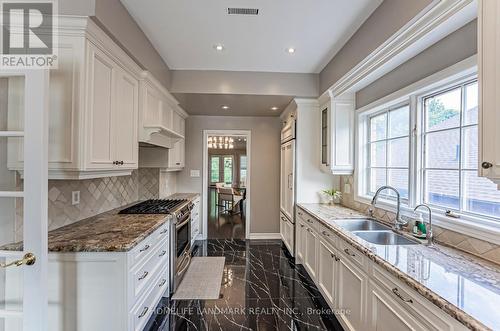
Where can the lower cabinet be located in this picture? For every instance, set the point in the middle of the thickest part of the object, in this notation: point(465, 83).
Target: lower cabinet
point(109, 291)
point(366, 296)
point(352, 288)
point(311, 238)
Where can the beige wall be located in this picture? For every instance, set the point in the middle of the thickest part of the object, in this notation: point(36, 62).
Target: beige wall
point(450, 50)
point(265, 163)
point(112, 16)
point(385, 21)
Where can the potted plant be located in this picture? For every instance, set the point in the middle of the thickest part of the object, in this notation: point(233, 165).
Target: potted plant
point(333, 196)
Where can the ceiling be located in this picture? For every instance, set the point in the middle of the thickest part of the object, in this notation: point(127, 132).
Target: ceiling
point(239, 104)
point(185, 32)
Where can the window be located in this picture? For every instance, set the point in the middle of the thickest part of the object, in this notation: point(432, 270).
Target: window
point(388, 150)
point(221, 169)
point(324, 136)
point(450, 140)
point(439, 165)
point(243, 170)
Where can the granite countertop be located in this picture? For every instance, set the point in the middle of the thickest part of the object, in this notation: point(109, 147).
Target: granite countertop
point(188, 196)
point(107, 232)
point(465, 287)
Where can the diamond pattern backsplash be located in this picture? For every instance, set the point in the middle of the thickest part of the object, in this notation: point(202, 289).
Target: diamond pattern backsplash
point(480, 248)
point(96, 196)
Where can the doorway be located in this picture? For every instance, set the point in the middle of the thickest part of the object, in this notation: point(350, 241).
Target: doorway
point(226, 184)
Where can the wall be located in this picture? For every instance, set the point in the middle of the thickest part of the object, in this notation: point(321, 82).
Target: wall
point(450, 50)
point(384, 22)
point(264, 168)
point(112, 16)
point(98, 196)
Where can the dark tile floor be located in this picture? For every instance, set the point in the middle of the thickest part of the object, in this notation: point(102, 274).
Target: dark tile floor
point(262, 289)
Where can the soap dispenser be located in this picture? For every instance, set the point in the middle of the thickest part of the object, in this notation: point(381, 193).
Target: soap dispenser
point(419, 229)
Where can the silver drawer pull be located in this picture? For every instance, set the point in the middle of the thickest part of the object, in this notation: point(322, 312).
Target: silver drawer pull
point(348, 252)
point(396, 292)
point(144, 312)
point(144, 275)
point(335, 257)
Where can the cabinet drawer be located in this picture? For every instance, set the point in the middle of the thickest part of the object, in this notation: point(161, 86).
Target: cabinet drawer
point(142, 251)
point(352, 253)
point(412, 302)
point(144, 309)
point(142, 276)
point(308, 219)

# # # # #

> _Requirement_:
Rewrite the lines from the one containing "Where can the silver" through the last line above, requests included, and give only those. Multiply every point coordinate in the answers by 2.15 and round to whole numbers, with halves rounded up, but keep the numbers in the requests and their format samples unchanged.

> _Written answer_:
Where can the silver drawer pull be located in this picture? For every instance, set the point in the middle of the thickest part of the object, in this notation: point(322, 312).
Target: silver drawer pull
point(748, 542)
point(851, 628)
point(310, 671)
point(310, 591)
point(720, 553)
Where can the cabinet drawer be located in this picture? For every instance, set the point in the middle of the thickest part of the object, in this notation: point(161, 86).
Target: cabinet drawer
point(305, 540)
point(757, 544)
point(886, 649)
point(310, 664)
point(305, 593)
point(662, 471)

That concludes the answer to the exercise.